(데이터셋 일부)
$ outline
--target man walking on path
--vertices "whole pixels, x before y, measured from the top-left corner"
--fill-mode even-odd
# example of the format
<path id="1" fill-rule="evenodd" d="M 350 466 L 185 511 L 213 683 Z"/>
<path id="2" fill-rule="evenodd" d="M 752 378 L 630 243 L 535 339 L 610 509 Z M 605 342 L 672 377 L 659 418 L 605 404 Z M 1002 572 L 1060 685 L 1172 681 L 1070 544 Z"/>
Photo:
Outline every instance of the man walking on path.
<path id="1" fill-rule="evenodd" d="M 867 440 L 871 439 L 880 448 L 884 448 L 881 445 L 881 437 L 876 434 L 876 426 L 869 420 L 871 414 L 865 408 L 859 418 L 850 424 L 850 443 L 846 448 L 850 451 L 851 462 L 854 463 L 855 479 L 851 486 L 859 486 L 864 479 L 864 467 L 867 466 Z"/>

* * *

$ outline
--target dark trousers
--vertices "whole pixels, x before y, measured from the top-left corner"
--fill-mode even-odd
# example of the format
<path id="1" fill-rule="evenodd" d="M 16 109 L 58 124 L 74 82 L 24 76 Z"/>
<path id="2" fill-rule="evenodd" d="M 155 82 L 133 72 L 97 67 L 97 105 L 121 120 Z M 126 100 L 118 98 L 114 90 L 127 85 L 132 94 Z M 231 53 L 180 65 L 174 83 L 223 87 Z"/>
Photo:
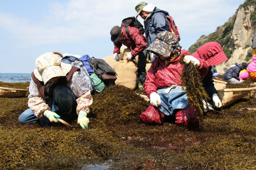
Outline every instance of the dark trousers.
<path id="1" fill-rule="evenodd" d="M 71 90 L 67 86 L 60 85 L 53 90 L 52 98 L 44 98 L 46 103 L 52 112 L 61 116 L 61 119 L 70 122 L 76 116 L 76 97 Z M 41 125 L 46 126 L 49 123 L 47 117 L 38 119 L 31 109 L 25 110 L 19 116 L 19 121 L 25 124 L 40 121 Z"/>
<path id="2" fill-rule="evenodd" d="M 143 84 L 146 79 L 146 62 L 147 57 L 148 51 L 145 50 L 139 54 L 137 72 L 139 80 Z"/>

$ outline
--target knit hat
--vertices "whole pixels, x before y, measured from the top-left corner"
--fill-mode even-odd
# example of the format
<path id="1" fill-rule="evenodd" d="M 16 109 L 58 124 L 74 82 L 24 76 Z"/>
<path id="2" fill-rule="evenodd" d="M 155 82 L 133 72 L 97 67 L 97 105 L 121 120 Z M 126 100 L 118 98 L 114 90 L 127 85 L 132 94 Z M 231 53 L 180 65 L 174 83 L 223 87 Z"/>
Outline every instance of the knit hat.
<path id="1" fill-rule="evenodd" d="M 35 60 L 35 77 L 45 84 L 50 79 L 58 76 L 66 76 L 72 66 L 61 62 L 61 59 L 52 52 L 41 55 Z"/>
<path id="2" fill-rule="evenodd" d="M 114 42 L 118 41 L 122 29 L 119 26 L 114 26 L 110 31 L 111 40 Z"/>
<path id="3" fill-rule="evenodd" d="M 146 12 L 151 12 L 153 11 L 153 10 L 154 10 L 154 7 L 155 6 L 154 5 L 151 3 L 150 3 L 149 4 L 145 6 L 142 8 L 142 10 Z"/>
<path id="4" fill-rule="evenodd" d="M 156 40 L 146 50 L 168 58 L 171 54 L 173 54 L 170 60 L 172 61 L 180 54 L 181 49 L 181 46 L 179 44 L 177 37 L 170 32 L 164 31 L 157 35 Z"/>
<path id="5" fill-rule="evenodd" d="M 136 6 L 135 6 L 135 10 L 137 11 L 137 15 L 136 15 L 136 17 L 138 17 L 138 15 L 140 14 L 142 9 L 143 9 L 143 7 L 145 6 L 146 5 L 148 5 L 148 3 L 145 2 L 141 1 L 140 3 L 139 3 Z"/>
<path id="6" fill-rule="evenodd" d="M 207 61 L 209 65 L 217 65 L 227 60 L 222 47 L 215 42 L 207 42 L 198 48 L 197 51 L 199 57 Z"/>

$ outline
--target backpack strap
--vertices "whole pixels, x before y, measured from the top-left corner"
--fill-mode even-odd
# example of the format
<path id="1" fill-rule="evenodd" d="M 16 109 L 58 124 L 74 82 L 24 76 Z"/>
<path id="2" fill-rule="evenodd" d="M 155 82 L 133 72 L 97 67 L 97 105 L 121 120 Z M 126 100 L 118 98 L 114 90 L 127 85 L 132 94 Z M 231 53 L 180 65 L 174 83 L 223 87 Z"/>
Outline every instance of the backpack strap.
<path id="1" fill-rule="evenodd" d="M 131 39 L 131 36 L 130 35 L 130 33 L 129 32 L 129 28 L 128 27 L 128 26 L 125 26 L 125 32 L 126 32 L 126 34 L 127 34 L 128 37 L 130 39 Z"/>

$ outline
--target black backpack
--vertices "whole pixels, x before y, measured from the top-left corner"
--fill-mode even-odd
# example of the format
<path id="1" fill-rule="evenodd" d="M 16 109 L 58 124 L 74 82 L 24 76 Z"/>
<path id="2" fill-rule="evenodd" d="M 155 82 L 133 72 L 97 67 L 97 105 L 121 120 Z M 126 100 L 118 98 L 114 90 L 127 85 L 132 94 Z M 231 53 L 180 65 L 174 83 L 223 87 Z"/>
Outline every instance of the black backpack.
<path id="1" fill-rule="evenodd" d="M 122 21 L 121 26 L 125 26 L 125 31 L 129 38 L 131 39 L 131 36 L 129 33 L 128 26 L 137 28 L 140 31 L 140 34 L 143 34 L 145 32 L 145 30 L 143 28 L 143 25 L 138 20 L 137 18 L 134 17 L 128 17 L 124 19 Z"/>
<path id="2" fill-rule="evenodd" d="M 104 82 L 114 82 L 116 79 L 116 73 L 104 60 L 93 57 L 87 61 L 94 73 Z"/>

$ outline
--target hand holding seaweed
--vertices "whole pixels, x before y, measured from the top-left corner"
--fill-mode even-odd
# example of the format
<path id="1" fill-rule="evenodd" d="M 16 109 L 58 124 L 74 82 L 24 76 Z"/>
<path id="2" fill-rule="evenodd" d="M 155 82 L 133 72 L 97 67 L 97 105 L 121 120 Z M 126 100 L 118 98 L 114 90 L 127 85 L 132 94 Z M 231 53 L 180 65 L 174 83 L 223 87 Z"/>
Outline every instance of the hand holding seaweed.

할 일 >>
위 데이터에서 "seaweed"라는 단어가 들어간 줄을 모두 찾아서 한 줄도 빠짐없이 옮겨 적으세요.

작업 결과 >>
--target hand holding seaweed
Outline every instance of the hand holding seaweed.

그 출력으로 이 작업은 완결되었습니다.